Supplied text:
::::::::
From Jewish supporters of President Biden, one often heard assurances that Joe Biden was a moderate, and would not heed the radical voices within the Democratic Party, and certainly would not allow anything to happen that would ever harm the state of Israel.

Many of our fears were assuaged when Antony Blinken appeared before the Senate Foreign Relations Committee, where he said that the US would return to the Iranian nuclear deal only after Iran met its commitments, and that he intended to make the deal “longer and stronger.” The secretary of state melted many hearts within the Jewish community when he spoke about his family’s history and how his step-father survived the Holocaust.

Antony Blinken sailed through his Senate confirmation with large bipartisan support.

However, in his shadows, there are two appointments in the Biden administration that do not require Senate confirmation, but for whom those in the pro-Israel community have grave reason for concern.

The first appointment is Robert Malley who will be our new “Special Envoy to Iran.” Malley has a long record of serving on the National Security Council and an equally long record of overt hostility towards Israel. He has continuously counselled Israel to negotiate with Hamas, and he, himself, has frequently met with Hamas officials.

Malley has a lengthy and proven record of overt hostility toward the state of Israel. He firmly believes that there is no terrorist or leader of a rogue regime that cannot be charmed by him just by engaging in dialogue.

In 2000, when the Camp David talks broke up between Prime Minister Ehud Barak and Chairman Yasser Arafat, President Bill Clinton firmly blamed Yasser Arafat. His disappointment in Arafat was so great that, at the end of Clinton’s administration when Yasser Arafat culled him to tell him he was a great man, President Clinton responded, “No I am not, I am a failure, and you made me one.”
::::::::
Instructions:
a: Reproduce the stretch of the commentary on Biden's appointments from "However, in his" through "with Hamas officials.".
b: According to the commentary on Biden's appointments, what title will Robert Malley hold?
c: Carry the commentary on Biden's appointments forward from its final sentence.

Entries:
::::::::
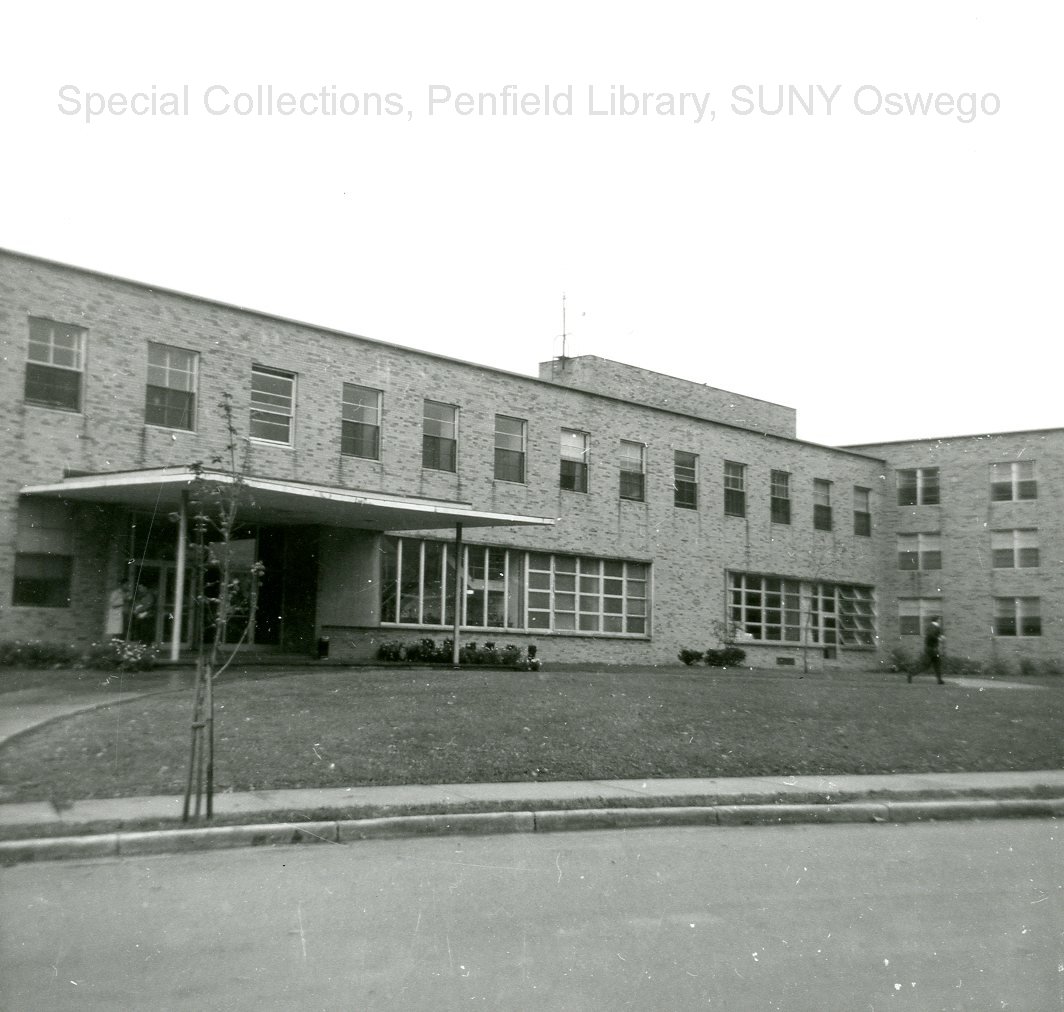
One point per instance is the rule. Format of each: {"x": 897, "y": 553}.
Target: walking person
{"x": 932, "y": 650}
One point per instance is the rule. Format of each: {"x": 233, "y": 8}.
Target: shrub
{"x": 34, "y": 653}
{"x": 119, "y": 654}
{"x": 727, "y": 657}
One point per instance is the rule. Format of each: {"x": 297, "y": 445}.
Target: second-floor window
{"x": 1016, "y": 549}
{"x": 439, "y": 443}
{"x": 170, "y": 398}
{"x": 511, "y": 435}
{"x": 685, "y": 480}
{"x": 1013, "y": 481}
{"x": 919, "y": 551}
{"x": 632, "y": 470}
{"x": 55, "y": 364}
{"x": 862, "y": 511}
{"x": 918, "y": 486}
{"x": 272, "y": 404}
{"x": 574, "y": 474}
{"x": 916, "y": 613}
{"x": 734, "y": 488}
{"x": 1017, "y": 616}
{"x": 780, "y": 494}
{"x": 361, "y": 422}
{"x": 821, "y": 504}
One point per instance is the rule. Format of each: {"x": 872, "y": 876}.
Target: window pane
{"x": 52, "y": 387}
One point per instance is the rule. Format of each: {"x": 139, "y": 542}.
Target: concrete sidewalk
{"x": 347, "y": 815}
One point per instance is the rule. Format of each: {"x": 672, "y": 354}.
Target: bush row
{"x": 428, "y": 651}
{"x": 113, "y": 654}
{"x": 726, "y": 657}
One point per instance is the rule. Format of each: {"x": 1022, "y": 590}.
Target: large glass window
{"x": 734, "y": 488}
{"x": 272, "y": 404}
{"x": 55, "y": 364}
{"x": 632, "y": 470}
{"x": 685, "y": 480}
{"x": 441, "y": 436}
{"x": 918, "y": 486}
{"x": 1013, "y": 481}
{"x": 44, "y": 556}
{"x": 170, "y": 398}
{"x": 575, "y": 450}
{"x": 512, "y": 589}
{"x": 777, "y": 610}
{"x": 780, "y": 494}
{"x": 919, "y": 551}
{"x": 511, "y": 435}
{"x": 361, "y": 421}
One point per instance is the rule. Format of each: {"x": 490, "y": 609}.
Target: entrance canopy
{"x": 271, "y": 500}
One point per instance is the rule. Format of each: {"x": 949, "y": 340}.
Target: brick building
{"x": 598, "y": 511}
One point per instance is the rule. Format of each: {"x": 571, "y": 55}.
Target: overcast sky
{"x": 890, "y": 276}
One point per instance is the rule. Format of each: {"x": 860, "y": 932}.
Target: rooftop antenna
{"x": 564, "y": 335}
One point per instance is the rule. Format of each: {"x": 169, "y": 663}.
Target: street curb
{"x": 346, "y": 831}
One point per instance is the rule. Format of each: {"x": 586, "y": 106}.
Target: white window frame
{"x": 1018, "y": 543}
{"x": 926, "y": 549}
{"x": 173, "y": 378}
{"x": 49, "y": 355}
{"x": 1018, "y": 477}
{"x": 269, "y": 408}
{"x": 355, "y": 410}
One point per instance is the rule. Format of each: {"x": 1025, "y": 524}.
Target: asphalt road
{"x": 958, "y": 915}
::::::::
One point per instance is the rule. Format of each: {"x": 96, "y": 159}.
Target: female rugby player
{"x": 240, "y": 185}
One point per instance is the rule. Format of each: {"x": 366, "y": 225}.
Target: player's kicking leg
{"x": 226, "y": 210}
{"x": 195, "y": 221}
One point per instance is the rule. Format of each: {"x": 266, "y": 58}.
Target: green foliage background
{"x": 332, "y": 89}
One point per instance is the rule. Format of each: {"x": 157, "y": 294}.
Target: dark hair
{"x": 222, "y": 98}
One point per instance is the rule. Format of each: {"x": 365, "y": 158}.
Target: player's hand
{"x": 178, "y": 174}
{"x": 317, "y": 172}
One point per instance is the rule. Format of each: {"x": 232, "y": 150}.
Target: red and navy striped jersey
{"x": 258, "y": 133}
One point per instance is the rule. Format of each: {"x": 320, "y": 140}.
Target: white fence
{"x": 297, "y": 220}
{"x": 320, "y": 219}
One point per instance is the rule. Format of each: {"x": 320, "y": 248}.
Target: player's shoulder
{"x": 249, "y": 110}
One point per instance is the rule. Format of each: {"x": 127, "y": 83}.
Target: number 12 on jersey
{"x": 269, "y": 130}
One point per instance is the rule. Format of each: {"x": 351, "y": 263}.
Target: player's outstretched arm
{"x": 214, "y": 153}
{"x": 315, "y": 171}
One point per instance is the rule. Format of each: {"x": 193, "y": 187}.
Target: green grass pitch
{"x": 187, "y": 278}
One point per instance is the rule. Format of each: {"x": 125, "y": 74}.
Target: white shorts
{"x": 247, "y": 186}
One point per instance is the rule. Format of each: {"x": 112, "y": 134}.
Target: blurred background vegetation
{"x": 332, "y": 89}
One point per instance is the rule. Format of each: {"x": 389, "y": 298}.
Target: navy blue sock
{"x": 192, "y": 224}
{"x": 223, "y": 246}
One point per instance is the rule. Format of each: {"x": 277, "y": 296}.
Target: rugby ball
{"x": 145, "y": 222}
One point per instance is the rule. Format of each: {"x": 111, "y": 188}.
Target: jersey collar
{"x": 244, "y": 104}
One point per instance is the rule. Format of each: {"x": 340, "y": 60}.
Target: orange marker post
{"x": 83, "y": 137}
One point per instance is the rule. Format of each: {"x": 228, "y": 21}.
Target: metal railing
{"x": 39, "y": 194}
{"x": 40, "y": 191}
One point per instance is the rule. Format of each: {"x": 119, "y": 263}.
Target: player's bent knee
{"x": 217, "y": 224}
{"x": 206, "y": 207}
::::::::
Expected answers:
a:
However, in his shadows, there are two appointments in the Biden administration that do not require Senate confirmation, but for whom those in the pro-Israel community have grave reason for concern.

The first appointment is Robert Malley who will be our new “Special Envoy to Iran.” Malley has a long record of serving on the National Security Council and an equally long record of overt hostility towards Israel. He has continuously counselled Israel to negotiate with Hamas, and he, himself, has frequently met with Hamas officials.

b: Special Envoy to Iran

c:
Both President Bill Clinton and Dennis Ross wrote books about what happened at Camp David, putting the responsibility for the failure of these talks squarely on the shoulders of Yasser Arafat. Yet, Robert Malley was the one analyst who pinned the responsibility for that failure totally on Israel.

In 2008, when Barack Obama was running for President, he knew that Robert Malley was too much of a lightning rod to be seen in public, for fear that it would alienate his Jewish voters. However, as soon as Obama won the White House, he played a critical role in crafting the JCPOA, the Iranian nuclear deal.

Malley is so enamored with his ability to negotiate with Iran that in 2019, when President Trump was in office, he took it upon himself to directly meet with Iranian Foreign Minister Mohammad Javad Zarif, when they were in New York during the opening of the General Assembly of the United Nations.

This, by the way, is in direct violation of the Logan Act.  The Logan Act forbids private citizens from corresponding with or engaging with foreign governments, as a representative of the United States.

When announcing the appointment of Robert Malley, State Department Spokesman Ned Price said that Secretary of State Blinken, “is building a dedicated team drawing from clear eyed experts with a diversity of views. Leading that team will be Robert Malley, who brings to the position a track record of success negotiating constraints of Iran’s nuclear program. The Secretary is confident he and his team will be able to do that once again.”

It is a huge stretch of the imagination to be able to call the JCPOA a success. Perhaps only if you measure success by getting the Iranians to agree to such a sweet deal for them. The 2015 agreement contains rapidly approaching sunset clauses (one of which has already expired; the arms embargo), where missile development was off the table, and where the Iranians are able to clean up their nuclear sites in 24 days before the International Energy Administration inspectors are allowed in.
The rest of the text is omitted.